> [TEXTO DO DOCUMENTO]
* * * * * * *
Invasão da Guanabara
pelos franceses
Extraído do livro "História do Brasil", publicado no início do século XX. Pesquisa, transcrição e atualização ortográfica: Iba Mendes (2018)
1 — Em 1553 (a 13 de julho) chegava à Bahia o novo
Governador D. Duarte da Costa, assumindo o governo no mesmo dia.
Vem este homem quebrar, logo de entrada, as praxes e
tradições do modesto e criterioso Tomé de Sousa. Começou fazendo administração sua
exclusiva, dispensando até o concurso dos próprios auxiliares oficiais que o
rei lhe punha ao lado. Por um falso sentimento de independência, ou, então,
prevenido contra todos, a ninguém ouvia, nem consultava, mesmo sobre coisas
peculiares da terra, ou sobre casos de importância excepcional para a
população.
O que aconteceu é que se viu logo isolado, e que,
fora do seu gabinete nada sabia do que se passava, nem do que convinha corrigir
ou remediar, às vezes na própria cidade.
Teve ainda D. Duarte da Costa a má fortuna de
encontrar em algumas capitanias os selvagens em atitude agressiva contra os
colonos. Na capital mesmo teve ele de consumir o melhor dos seus cuidados na
guerra formal ao bárbaro insurgido. Por mais de uma vez chegaram os índios a ameaçar
de assalto a cidade.
Quase que se pode dizer que o período inteiro do seu
governo passou D. Duarte da Costa era complicações dessa natureza, que lhe não
deixavam sossego para preocupações de outra ordem.
Além de tudo isso, vêm ainda os dissídios entre o
Governador e o Bispo aumentar os desconcertos em que esteve a terra durante
esta administração. Tomara o prelado uma atitude, parece que mais de
intolerância que de zelo, contra um filho do Governador, ainda moço, e
solteiro, que decerto não seria um modelo de compostura numa terra onde os
costumes andavam muito longe de ser austeros...
Não se pode crer, no entanto, que D. Álvaro da Costa fosse
um malandro desmandado, pois além de haver já servido na África, ali mesmo na
Bahia, no momento mesmo em que recrudescem aquelas rivalidades, toma ele o
comando das poucas forças da guarnição, e revela o seu valor e tino militar na
defesa da cidade.
Mais dois elementos temos para decidir entre as duas
autoridades. Primeiro, o próprio D. Álvaro e o pai procuram humildemente o
prelado, e com ele se reconciliam. Segundo, tanto o Bispo como o Governador se queixam
um do outro e se acusam, em várias cartas que escrevem ao próprio rei; e o rei
chamou o prelado à corte.
Já não se estranha, pois, que D. Duarte da Costa não
tivesse tempo nem meios de impedir que os franceses entrassem na Guanabara, e
muito menos para os expelir depois.
2 — Conheciam muito bem os franceses a nossa baía e
imediações desde muito; e não se sabe como é que só agora, ao cabo de mais de cinquenta
anos de abandono pelos portugueses, é que se sentem instigados a ocupá-la com
intento de fixação.
Nicolas Durand de Villegaignon já era um homem famoso
por grandes façanhas na Europa quando concebeu o plano de vir ter na América o seu
grande papel.
* * * * * * *
(Entradas do conjunto de dados de anotação)
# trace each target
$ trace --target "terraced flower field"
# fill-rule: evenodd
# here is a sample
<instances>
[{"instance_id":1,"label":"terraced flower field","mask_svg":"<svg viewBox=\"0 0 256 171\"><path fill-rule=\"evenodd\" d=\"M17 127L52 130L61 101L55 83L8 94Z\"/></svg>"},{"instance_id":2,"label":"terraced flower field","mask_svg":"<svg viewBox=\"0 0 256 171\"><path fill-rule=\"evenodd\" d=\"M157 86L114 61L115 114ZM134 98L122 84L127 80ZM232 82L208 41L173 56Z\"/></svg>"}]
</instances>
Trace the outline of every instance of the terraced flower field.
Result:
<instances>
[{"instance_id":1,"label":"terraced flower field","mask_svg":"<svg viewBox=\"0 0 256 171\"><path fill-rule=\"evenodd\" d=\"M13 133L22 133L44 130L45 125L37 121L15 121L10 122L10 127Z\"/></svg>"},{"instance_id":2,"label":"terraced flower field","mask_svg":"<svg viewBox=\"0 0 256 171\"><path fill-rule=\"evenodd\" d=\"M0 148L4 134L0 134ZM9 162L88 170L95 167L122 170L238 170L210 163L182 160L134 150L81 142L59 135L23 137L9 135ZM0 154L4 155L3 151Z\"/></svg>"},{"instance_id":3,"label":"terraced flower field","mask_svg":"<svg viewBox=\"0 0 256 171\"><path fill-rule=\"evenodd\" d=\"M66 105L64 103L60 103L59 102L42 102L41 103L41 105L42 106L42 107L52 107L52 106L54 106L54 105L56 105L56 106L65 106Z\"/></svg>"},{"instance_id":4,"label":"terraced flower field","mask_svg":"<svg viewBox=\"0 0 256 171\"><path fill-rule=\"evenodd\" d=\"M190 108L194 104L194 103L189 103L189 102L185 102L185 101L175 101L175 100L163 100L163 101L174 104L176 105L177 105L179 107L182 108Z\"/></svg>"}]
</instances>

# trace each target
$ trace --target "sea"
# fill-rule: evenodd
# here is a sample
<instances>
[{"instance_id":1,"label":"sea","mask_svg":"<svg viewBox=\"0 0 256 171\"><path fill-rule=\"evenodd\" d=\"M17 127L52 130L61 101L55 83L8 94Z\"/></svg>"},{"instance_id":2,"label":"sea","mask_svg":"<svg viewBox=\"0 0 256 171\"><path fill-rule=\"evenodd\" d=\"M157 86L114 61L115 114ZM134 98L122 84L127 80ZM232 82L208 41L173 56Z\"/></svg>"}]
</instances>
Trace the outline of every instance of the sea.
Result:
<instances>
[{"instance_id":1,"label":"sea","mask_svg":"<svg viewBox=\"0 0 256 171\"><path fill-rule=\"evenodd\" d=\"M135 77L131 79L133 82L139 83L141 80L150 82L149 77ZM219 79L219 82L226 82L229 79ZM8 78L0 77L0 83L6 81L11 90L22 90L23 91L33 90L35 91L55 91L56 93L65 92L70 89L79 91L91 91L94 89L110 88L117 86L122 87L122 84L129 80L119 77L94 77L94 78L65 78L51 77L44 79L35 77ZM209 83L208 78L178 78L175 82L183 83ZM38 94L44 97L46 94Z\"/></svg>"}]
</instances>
* * * * * * *
> [ATIVIDADES PROPOSTAS]
[1] Responda, com base no texto sobre a invasão da Guanabara:
(a) Em que dia, mês e ano D. Duarte da Costa chegou à Bahia?
(b) Que medida o rei tomou diante das cartas de queixa do Bispo e do Governador?
(c) Por que Nicolas Durand de Villegaignon já era famoso quando concebeu seu plano?
[2] Escreva a continuação do texto sobre a invasão da Guanabara a partir do ponto em que ele termina.
Os itens não têm papel algum nesta atividade.

> [RESPOSTAS]
[1]
(a) Em 13 de julho de 1553.
(b) Chamou o prelado à corte.
(c) Por grandes façanhas na Europa.

[2]
Parece que foi esta efetivamente a fagueira ilusão
que lhe exaltou as esperanças num momento em que a sua estrela periclitava lá
no velho mundo.
Insinuam historiadores que o maior embaraço, que teve
ele de vencer, consistiu em descobrir meios de ficar sem constrangimento entre
o rei (católico) e o almirante Coligny (que se ainda não se havia declarado calvinista,
já não dissimulava as suas inclinações pela seita).
Dão-nos alguns como realmente preocupado com a
situação que se criava em França para os huguenotes; admitindo estes, portanto,
que o Cavaleiro de Malta já se sentisse comprometido com a ortodoxia católica,
e quisesse sinceramente preparar fora da Europa um refúgio seguro para os
cristãos livres; o que, de fato, seria um desígnio eminentemente humano numa época
em que o fanatismo religioso tiranizava as almas.
Pensa, no entanto, Gaffarel que, precisando do apoio
de Coligny (o poderoso ministro de Henrique II), fingiu-se Villegaignon
inclinado a converte-se, insinuou-se habilmente no espírito do almirante,
"acariciando-o com a esperança de criar, no outro lado do Atlântico, um
asilo para os seus consectários quando perseguidos na Europa".
É evidente que este juízo ultrajaria a memória de um
homem que não fosse o Villegaignon que se descobriu depois na América.
Seja como for, o que é certo que Coligny, muito
contente, lhe ampara o projeto. Fala ao rei, mostrando-lhe as vantagens do
cometimento para a própria coroa de França; e Henrique II autoriza a partida da
expedição, fornecendo-se de tudo, navios, artilharia, munições, gente, até
dinheiro, ao vice-almirante de Bretanha.
Formou-se a expedição, e — particularidade curiosa! —
só de homens, tanto protestantes como católicos; e levantou ferros de Dieppe
por meados de agosto de 1555.
A viagem foi muito acidentada; e no dia 10 de
novembro entrava enfim na Guanabara a esquadrilha, ao troar do canhão e com
grande alegria da equipagem, desafogada daquela odisseia.
3 — Havendo fundeado,
cuidou primeiro Villegaignon de fazer explorar bem todas as paragens, reconhecendo
os esteiros e recôncavos da imensa baía.
Enquanto isso, montava-se na ilha a que se deu o nome
de Ratier (Laje, à entrada da barra)
uma bateria de defesa. Viu-se logo o inconveniente das ressacas que
desaconselhava a permanência naquela ilha, e removeram-se os canhões para
outra, maior, e mais no seio da baía. É ali, em Serigipe, que se vai formar o
centro de resistência da posição.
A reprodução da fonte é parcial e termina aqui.